Hands off Belarus: What can we do across the ocean
Editor’s Note: This is a guest opinion that has been submitted by a member of the Rice community. The views expressed in this opinion are those of the author and do not necessarily represent or reflect the views of the Thresher or its editorial board. All guest opinions are fact-checked and edited for clarity and conciseness by Thresher editors.
September 11, 2020. We are standing on a sidewalk by a skyscraper near West Loop 610. Around 40 people came to this protest, all dressed in red and white colors. We are waving red and white flags. Songs in Belarusian, Russian and English are playing from the speakers. Many cars passing by are honking and their drivers are waving to us. Along the freeway, there are boards and placards with signs: “Putin Keep Out of Belarus,” “Stop Violence In Belarus” and “Long Live Belarus.”
Many Americans do not even know that Belarus exists. That is why I want to share with the Rice community about what is going on on the frontline of Europe and, more to say, the modern democratic world. Belarus is landlocked between Russia, which approved its dictator for the next 16 years this summer, and democratic Ukraine, Poland and Lithuania.
After the falsified presidential election of August 9, dictator Alexander Lukashenko is trying to hold control over the state despite the majority of the people being against him. The reactions of other countries clearly show who values human life and the nation’s right to elect its leaders, and who follows only their own interests: while the U.S., Lithuania and most European countries supported the Belarusian people, Russian government is backing Lukashenka, who has been killing people since 1994.
This makes me ashamed to hold a passport that says “Russian Federation” on the cover. That’s why I felt I had no choice but to come to the Friday protest and express my opinion.
When people are killed and tortured and women are beaten up and detained from peaceful actions, nobody can stay ignorant, even if you live across the ocean. Belarusians from Houston, Boston and Washington, D.C. didn’t. They put aside their work and plans on Friday afternoon and stood for several hours under rain and sun along the freeway against Russian Consulate General.

● **Given request 1**
Pick out each line of the listing that includes the word "laid".
The opinion piece on Belarus and the listing come from unrelated sources.

● **Extracted material**
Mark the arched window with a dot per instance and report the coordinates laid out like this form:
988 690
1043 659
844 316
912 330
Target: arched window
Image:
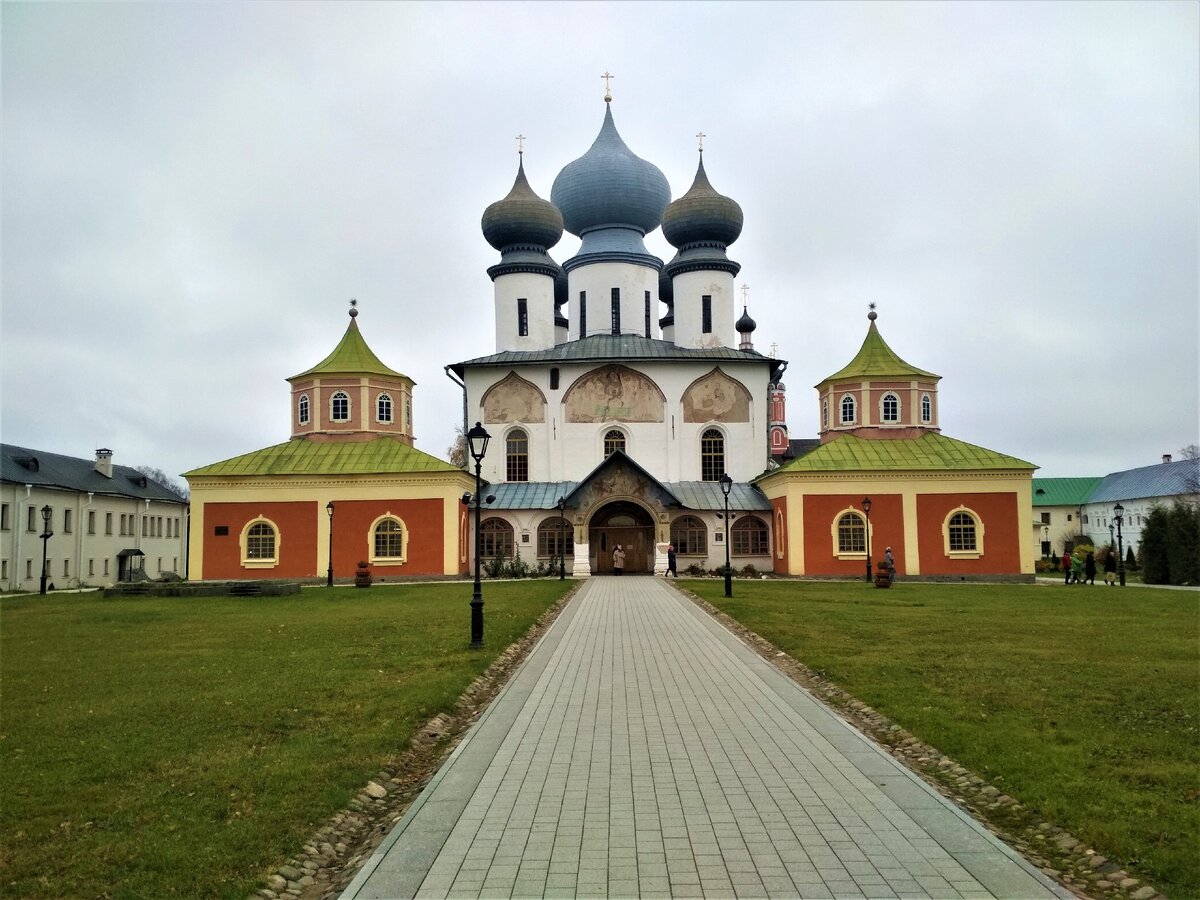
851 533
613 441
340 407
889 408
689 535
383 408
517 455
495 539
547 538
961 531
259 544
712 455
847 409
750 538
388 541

--

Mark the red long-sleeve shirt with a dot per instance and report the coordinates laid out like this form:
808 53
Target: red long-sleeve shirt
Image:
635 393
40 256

● **Given request 2**
In the opinion piece on Belarus, roughly how many people came to the protest on September 11, 2020?

● **Exercise solution 1**
Mark the arched window with a dot per instance and report the coordinates laid out like this form:
Mark the red long-sleeve shirt with a dot per instance and report the coordinates laid out like this form:

● **Exercise solution 2**
Around 40 people.